Texte source:
= = = =
Mali : une campagne militaire fulgurante mais des bémols politiques

A droite, le représentant du MNLA à Paris, le 25 janvier 2013 - -
Certes toute campagne militaire a ses ratés. L'opération Serval aura les siens. Cela n'enlève rien à la noble clarté du message, du geste. Une intervention quasi-idéale: l'ONU d'accord, un gouvernement et un peuple maliens totalement demandeurs (à part les jihadistes et les Touaregs), et une nécessité évidente de notre présence décisive en tout lieu!
Serval sauve Dioncounda Traoré
Quelques rumeurs: le président Dioncounda Traoré a senti, juste avant d'appeler la France à l'aide le 10 janvier, que des militaires allaient éventuellement le renverser, au moment même où les jihadistes avançaient subitement en territoire noir sudiste.
Donc l'intervention française serait née dans un moment malien, presque autant que dans un moment d'offensive des forces jihadistes. Enfin presque, mais pas tout à fait. Les jihadistes descendant sur Bamako, cela aurait créé une zizanie des plus délétères, pour le Mali, et pour ses voisins.
Le MNLA, ou la révolution touareg ratée
Mouvement national de libération de l'Azawad, par qui le grand chamboulement est venu: les Touaregs, 40% environ de la population du Nord du Mali, éternels insatisfaits des régimes maliens centraux qui sont faibles, corrompus, méprisants. Le MNLA devait être l'embryon d'un État libre associé au Mali, ou quelque formule de compromis de ce genre.
= = = =
Données fournies:

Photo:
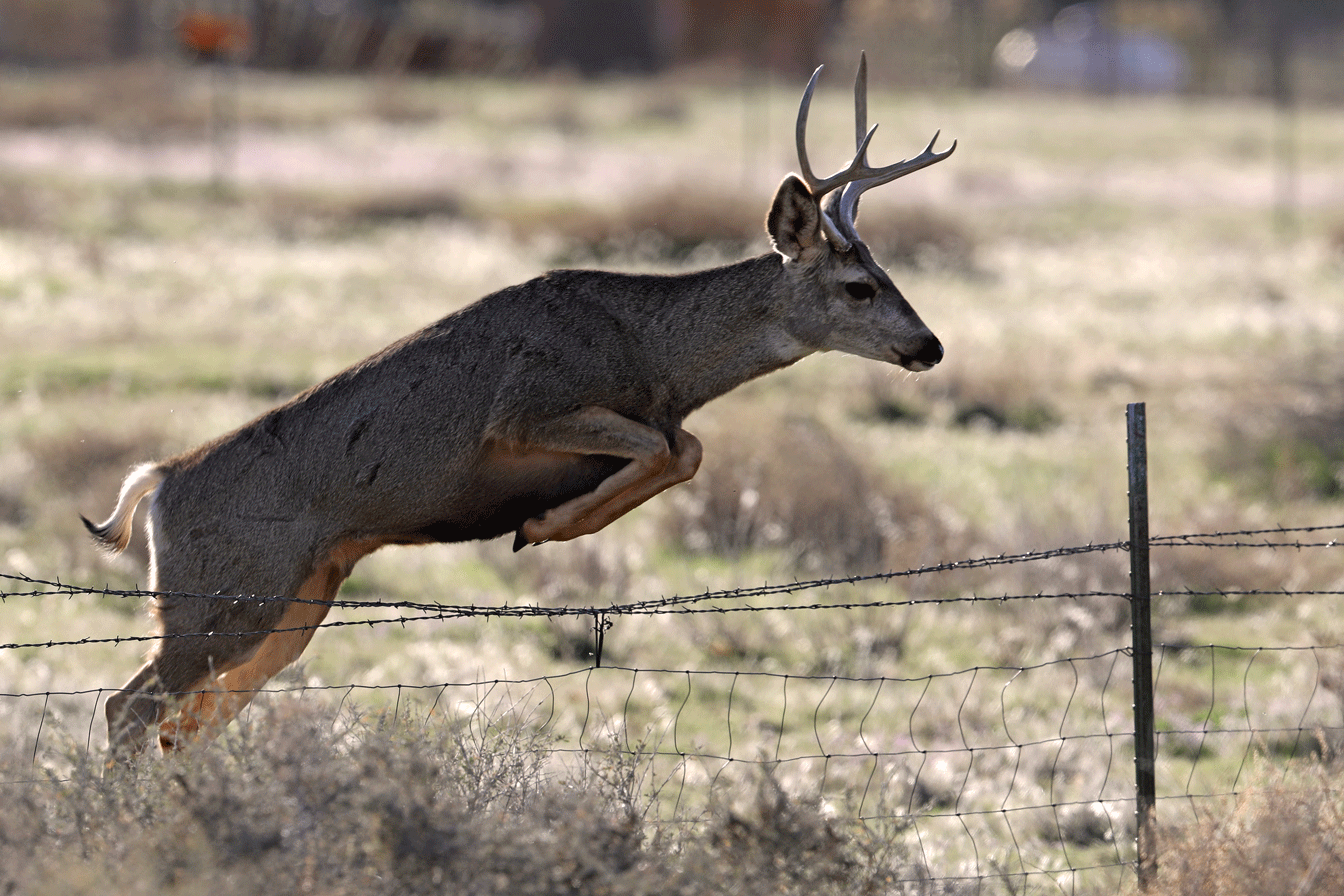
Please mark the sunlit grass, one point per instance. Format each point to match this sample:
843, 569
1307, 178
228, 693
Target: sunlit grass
= = = =
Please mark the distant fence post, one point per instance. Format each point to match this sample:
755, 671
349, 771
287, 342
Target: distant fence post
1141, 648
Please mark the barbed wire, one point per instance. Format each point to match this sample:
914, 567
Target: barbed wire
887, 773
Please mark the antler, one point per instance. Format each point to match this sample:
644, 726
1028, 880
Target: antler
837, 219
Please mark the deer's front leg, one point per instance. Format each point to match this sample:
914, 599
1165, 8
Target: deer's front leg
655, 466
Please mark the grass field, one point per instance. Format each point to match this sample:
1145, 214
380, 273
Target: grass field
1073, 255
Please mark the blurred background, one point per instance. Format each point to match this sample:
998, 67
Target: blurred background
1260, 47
= = = =
Tâches et exercices:
A: D'après le texte sur l'opération Serval au Mali, quelle part de la population du Nord du Mali les Touaregs représentent-ils ?
B: Reproduisez fidèlement le passage du texte sur l'opération Serval au Mali qui s'ouvre sur les mots « Serval sauve Dioncounda » et se termine par « territoire noir sudiste. ».
C: Poursuivez le texte sur l'opération Serval au Mali à partir de sa dernière phrase.

Réponses fournies:
A: Environ 40 %.

B:
Serval sauve Dioncounda Traoré
Quelques rumeurs: le président Dioncounda Traoré a senti, juste avant d'appeler la France à l'aide le 10 janvier, que des militaires allaient éventuellement le renverser, au moment même où les jihadistes avançaient subitement en territoire noir sudiste.

C:
Laïque, tolérante, toute l'identification traditionnelle des Touaregs se retrouve dans le discours du MNLA. Leur conquête du Nord a cependant été bref, en avril 2012. Les jihadistes sont sortis de toute part, Aqmi, un sous-groupe véreux le Mujao (mouvement pour l'Unicité [de Dieu] et le Jihad en Afrique occidentale), et enfin un gros groupe de Touaregs passés au jihad politique et confortablement armé et financé: Ansar Dine. Le MNLA fut lentement éjecté de ses prises territoriales, et sa déclaration d'indépendance, faite depuis Paris et suivie de près par votre serviteur, balayée.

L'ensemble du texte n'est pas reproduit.